(Records):
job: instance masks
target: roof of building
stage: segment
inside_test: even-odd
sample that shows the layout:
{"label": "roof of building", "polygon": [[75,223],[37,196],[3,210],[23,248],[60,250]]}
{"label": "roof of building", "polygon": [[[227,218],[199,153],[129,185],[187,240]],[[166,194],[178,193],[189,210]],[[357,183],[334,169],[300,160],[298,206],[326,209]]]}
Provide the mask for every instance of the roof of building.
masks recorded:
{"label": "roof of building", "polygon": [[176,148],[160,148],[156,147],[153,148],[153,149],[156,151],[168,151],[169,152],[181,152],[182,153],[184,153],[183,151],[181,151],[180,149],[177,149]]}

(WHAT THE TASK REQUIRES):
Reproduce every line of the records above without changing anything.

(WRITTEN ANSWER):
job: instance masks
target: roof of building
stage: segment
inside_test: even-odd
sample that shows the layout:
{"label": "roof of building", "polygon": [[75,223],[37,196],[3,210],[23,248],[60,250]]}
{"label": "roof of building", "polygon": [[[227,218],[199,153],[129,185],[187,240]],[[166,194],[178,193],[189,210]],[[357,183],[334,169],[300,160],[298,206],[326,209]]]}
Provide the mask for every instance of the roof of building.
masks recorded:
{"label": "roof of building", "polygon": [[176,148],[160,148],[156,147],[153,148],[153,149],[156,151],[168,151],[169,152],[181,152],[182,153],[184,153],[183,151],[181,151],[180,149],[177,149]]}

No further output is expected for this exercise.